Problem to work on :: Each line below is to be copied out exactly, and none may be omitted.

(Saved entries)
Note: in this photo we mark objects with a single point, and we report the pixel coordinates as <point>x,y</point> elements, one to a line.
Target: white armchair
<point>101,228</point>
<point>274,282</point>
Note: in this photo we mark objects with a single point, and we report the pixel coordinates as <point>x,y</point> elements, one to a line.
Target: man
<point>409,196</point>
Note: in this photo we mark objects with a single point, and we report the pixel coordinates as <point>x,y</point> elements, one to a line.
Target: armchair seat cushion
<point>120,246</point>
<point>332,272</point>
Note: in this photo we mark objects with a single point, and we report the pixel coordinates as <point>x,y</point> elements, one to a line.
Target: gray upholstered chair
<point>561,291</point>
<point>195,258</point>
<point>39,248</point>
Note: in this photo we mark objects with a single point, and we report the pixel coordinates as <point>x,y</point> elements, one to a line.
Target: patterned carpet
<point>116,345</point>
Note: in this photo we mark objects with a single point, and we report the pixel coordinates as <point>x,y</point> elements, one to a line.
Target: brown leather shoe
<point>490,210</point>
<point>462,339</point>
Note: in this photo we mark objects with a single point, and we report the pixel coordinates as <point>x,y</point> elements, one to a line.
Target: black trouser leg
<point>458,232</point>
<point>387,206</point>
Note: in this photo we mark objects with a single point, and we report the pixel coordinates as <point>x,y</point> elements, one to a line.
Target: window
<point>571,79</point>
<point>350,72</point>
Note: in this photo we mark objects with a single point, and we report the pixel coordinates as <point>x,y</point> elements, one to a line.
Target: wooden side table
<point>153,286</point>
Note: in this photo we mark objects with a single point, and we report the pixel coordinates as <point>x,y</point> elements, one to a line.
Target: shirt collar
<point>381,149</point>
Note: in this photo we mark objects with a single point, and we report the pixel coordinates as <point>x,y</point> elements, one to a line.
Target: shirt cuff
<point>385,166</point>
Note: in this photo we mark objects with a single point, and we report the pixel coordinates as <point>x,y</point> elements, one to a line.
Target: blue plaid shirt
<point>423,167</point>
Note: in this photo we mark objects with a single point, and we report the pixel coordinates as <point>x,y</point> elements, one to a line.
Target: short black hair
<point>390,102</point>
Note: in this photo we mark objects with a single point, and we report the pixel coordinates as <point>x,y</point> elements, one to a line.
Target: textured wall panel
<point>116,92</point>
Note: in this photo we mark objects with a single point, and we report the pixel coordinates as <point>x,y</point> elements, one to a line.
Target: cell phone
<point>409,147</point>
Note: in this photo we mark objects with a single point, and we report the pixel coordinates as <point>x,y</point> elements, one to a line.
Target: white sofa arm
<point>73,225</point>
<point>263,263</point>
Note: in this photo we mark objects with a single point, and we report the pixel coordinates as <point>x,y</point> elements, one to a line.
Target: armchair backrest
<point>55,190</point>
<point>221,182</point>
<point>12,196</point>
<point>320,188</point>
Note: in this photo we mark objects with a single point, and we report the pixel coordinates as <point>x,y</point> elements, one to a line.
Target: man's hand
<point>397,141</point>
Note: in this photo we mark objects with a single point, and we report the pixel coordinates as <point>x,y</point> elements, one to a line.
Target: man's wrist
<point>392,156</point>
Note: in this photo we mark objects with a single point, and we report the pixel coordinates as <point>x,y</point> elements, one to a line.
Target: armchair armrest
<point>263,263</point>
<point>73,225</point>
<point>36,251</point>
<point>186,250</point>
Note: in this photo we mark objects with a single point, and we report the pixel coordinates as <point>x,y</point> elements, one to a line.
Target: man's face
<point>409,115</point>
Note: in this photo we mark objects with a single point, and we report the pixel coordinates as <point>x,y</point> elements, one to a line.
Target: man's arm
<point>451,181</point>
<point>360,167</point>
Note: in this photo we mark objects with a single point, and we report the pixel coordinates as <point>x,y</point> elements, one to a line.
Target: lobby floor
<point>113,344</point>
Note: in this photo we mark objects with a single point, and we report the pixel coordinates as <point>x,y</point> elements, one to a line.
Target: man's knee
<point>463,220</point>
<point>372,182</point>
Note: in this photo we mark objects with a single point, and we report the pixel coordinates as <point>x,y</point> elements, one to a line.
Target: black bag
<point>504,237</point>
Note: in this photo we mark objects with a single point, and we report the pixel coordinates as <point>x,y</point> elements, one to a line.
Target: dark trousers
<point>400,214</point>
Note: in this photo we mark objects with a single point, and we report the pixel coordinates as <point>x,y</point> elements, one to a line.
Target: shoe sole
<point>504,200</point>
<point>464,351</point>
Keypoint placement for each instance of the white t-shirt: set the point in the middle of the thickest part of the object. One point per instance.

Solution to this task ::
Note: in this photo we mark objects with a single point, and we report the pixel coordinates as <point>x,y</point> elements, one to a line.
Target: white armchair
<point>101,228</point>
<point>274,282</point>
Note: in this photo we mark objects with a single point, and we report the pixel coordinates as <point>x,y</point> elements, one to a line.
Target: man
<point>409,196</point>
Note: in this photo we mark objects with a single point, and we report the pixel coordinates as <point>x,y</point> elements, one to a line.
Target: armchair seat cushion
<point>120,246</point>
<point>332,272</point>
Note: in this photo we mark objects with a single point, and we report the pixel coordinates as <point>x,y</point> elements, one to a line.
Target: gray upholstered chair
<point>561,291</point>
<point>195,258</point>
<point>39,248</point>
Note: in this photo we mark objects with a single point, and we report the pixel coordinates as <point>x,y</point> elements, one to a line.
Target: patterned carpet
<point>116,345</point>
Note: in this photo we mark objects with a single point, and we report the pixel coordinates as <point>x,y</point> elements, one to a line.
Target: brown leather shoe
<point>490,210</point>
<point>462,339</point>
Note: in this photo we mark objects with a single point, and we report the pixel coordinates as <point>x,y</point> elements, one to a line.
Target: black trouser leg
<point>458,232</point>
<point>387,206</point>
Note: in this photo we mark objects with a single point, and we report the pixel coordinates as <point>x,y</point> elements, one to a line.
Target: window
<point>571,79</point>
<point>350,72</point>
Note: in this photo we mark objects with a single point, and we report the pixel coordinates as <point>x,y</point> elements, one to a line.
Target: wooden side table
<point>153,286</point>
Note: in this photo we mark objects with a single point, and we report the pixel coordinates as <point>x,y</point> elements, one to a line.
Target: shirt collar
<point>381,149</point>
Note: in this photo we mark objects with a single point, and we report the pixel coordinates as <point>x,y</point> elements, one to a line.
Target: shirt cuff
<point>385,166</point>
Note: in this photo we mark objects with a single point, and we report the pixel coordinates as <point>x,y</point> elements, one to a line.
Target: blue plaid shirt
<point>423,167</point>
Note: in this photo we mark objects with a single point, and we report the pixel coordinates as <point>x,y</point> elements, one to a line.
Target: short black hair
<point>390,102</point>
Note: in this photo we mark objects with a single point, and we report the pixel coordinates as <point>x,y</point> elements, one to a line.
Target: textured wall panel
<point>116,92</point>
Note: in this photo we mark objects with a single point, and we report the pixel coordinates as <point>x,y</point> elements, one to a line.
Target: cell phone
<point>409,147</point>
Note: in this photo we mark objects with a single point, and we report the pixel coordinates as <point>x,y</point> elements, one to a line.
Target: white sofa arm
<point>73,225</point>
<point>263,263</point>
Note: in this photo we mark objects with a single point, and we report the pixel coordinates as <point>x,y</point> elements, one to a line.
Target: armchair backrest
<point>55,190</point>
<point>221,182</point>
<point>12,196</point>
<point>320,188</point>
Note: in this photo we mark objects with a single point, and we report the pixel coordinates as <point>x,y</point> elements, one to a line.
Target: man's hand
<point>397,141</point>
Note: in this photo we mark objects with a single point, and we report the pixel coordinates as <point>x,y</point> elements, one to a line.
Target: man's wrist
<point>392,156</point>
Note: in this photo we mark objects with a single point, and we report the pixel coordinates as <point>x,y</point> elements, one to a line.
Target: armchair armrest
<point>263,263</point>
<point>73,225</point>
<point>36,251</point>
<point>186,250</point>
Note: in this photo we mark objects with a single point, and we report the pixel coordinates as <point>x,y</point> elements, one to a line.
Target: man's face
<point>409,115</point>
Note: in this photo we mark objects with a single point, and we report the pixel coordinates as <point>x,y</point> elements, one to a line.
Target: man's arm
<point>451,181</point>
<point>360,167</point>
Note: in this photo we mark objects with a single point, and we report the pixel coordinates as <point>x,y</point> elements, one to a line.
Target: lobby floor
<point>113,344</point>
Note: in this photo we mark objects with a single point, and we report the pixel coordinates as <point>x,y</point> elements, one to a line.
Target: man's knee
<point>463,220</point>
<point>372,182</point>
Note: in this photo we mark objects with a single point, and we report the pixel coordinates as <point>x,y</point> elements, one to a line.
Target: black bag
<point>504,237</point>
Note: in this photo we mark objects with a single point, and we report the pixel coordinates as <point>x,y</point> elements, one to a line.
Target: dark trousers
<point>400,214</point>
Note: in this photo we mark objects with a single point, and we report the pixel coordinates as <point>x,y</point> elements, one to a line.
Target: shoe sole
<point>504,200</point>
<point>464,351</point>
Keypoint placement for each instance of the white t-shirt: set the point in the middle of the thickest part of the object. One point per instance.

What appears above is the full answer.